[Items from a data source]

■ ■ ■ ■

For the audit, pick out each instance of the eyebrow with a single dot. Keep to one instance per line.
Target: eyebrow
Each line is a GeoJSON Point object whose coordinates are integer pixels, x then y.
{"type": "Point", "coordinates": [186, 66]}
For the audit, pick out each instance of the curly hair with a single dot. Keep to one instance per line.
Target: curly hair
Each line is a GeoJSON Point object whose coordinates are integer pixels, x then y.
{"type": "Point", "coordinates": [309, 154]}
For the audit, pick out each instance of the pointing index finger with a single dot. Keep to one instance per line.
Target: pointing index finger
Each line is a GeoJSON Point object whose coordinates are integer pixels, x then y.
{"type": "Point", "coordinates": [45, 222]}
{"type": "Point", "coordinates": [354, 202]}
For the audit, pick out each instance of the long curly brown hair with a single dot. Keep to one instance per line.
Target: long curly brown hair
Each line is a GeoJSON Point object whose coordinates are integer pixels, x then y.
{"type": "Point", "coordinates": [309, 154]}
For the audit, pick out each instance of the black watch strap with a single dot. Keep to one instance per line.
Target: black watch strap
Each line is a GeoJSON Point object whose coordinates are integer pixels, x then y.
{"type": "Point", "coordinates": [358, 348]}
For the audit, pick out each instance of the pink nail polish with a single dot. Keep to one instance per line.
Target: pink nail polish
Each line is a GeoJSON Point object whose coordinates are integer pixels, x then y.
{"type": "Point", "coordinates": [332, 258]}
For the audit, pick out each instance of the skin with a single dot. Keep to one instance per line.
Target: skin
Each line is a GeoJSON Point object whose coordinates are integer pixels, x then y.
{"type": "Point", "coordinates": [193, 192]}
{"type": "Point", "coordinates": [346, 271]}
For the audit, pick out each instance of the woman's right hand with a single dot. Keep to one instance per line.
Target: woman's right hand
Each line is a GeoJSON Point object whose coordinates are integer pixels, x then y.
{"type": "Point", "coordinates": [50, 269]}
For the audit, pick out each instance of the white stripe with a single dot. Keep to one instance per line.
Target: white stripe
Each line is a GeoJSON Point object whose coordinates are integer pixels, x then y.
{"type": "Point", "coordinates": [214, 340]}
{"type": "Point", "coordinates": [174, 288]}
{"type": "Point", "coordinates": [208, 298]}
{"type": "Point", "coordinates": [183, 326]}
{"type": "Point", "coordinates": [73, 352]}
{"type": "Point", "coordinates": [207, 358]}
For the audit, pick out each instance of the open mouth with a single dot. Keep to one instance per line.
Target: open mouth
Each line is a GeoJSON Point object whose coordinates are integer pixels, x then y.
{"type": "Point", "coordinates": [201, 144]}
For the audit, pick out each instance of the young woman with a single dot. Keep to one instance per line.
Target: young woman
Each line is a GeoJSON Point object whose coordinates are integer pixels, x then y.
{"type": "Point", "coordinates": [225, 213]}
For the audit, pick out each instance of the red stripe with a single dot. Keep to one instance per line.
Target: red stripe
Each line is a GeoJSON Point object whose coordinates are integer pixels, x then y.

■ ■ ■ ■

[WRITTEN REQUEST] Turn every line of the data above into a numbered list, skipping any blank lines.

[EXERCISE RESULT]
1. For the audit, pick out each instance of the eyebrow with a single dot. Keep to one instance per line.
2. Target: eyebrow
3. Each line is a GeoJSON Point object whose coordinates are integer pixels, x then y.
4. {"type": "Point", "coordinates": [186, 66]}
5. For the audit, pick out each instance of the curly hair with a single dot. Keep to one instance per line.
6. Target: curly hair
7. Each line is a GeoJSON Point object whose coordinates are integer pixels, x then y.
8. {"type": "Point", "coordinates": [309, 154]}
9. For the audit, pick out each instance of the pointing index finger with a single dot. Keep to one instance per line.
10. Target: pointing index finger
11. Each line is a GeoJSON Point object whose coordinates are integer pixels, x then y.
12. {"type": "Point", "coordinates": [45, 222]}
13. {"type": "Point", "coordinates": [354, 202]}
14. For the audit, pick out each instance of the long curly brown hair with a single dot. Keep to one instance per line.
15. Target: long curly brown hair
16. Each line is a GeoJSON Point object whose coordinates are integer pixels, x then y.
17. {"type": "Point", "coordinates": [309, 154]}
18. For the audit, pick out each instance of the black watch strap with a single dot. Keep to one instance per line.
19. Target: black watch strap
20. Each line is a GeoJSON Point object whose coordinates are integer pixels, x then y.
21. {"type": "Point", "coordinates": [358, 348]}
22. For the audit, pick out each instance of the pink nail polish with a single dot. Keep to one instance per line.
23. Target: pink nail polish
24. Each line is a GeoJSON Point object whose coordinates are integer pixels, x then y.
25. {"type": "Point", "coordinates": [332, 258]}
26. For the audit, pick out each instance of the skin with a single dot. Keep to one instance per line.
27. Target: skin
28. Each line is a GeoJSON Point object whose coordinates are integer pixels, x then y.
29. {"type": "Point", "coordinates": [193, 192]}
30. {"type": "Point", "coordinates": [346, 271]}
31. For the audit, pick out each instance of the woman's right hand with a single dot. Keep to one instance per line.
32. Target: woman's right hand
33. Each line is a GeoJSON Point object whose coordinates are integer pixels, x then y.
34. {"type": "Point", "coordinates": [50, 269]}
35. For the audit, pick out each instance of the white stripe with a single dot. Keep to one instance per line.
36. Target: white stripe
37. Each line is a GeoJSON Point object whose coordinates are integer pixels, x then y.
38. {"type": "Point", "coordinates": [214, 340]}
39. {"type": "Point", "coordinates": [174, 288]}
40. {"type": "Point", "coordinates": [208, 298]}
41. {"type": "Point", "coordinates": [183, 326]}
42. {"type": "Point", "coordinates": [73, 352]}
43. {"type": "Point", "coordinates": [207, 358]}
44. For the audit, pick out each instance of the open mouth with a single dot. Keep to one instance per line.
45. Target: open mouth
46. Each line is a GeoJSON Point object whose coordinates are integer pixels, x then y.
47. {"type": "Point", "coordinates": [201, 144]}
48. For the audit, pick out each instance of the young woman with a single dot. Keep to one instance per line.
49. Target: young woman
50. Each line is a GeoJSON Point object whose coordinates are integer pixels, x then y.
51. {"type": "Point", "coordinates": [225, 213]}
52. For the audit, pick out each instance of the red stripe with a single dot. Keep to one instance per line.
53. Target: red stripe
54. Each line is a GeoJSON Point object whose coordinates are integer pixels, x then y.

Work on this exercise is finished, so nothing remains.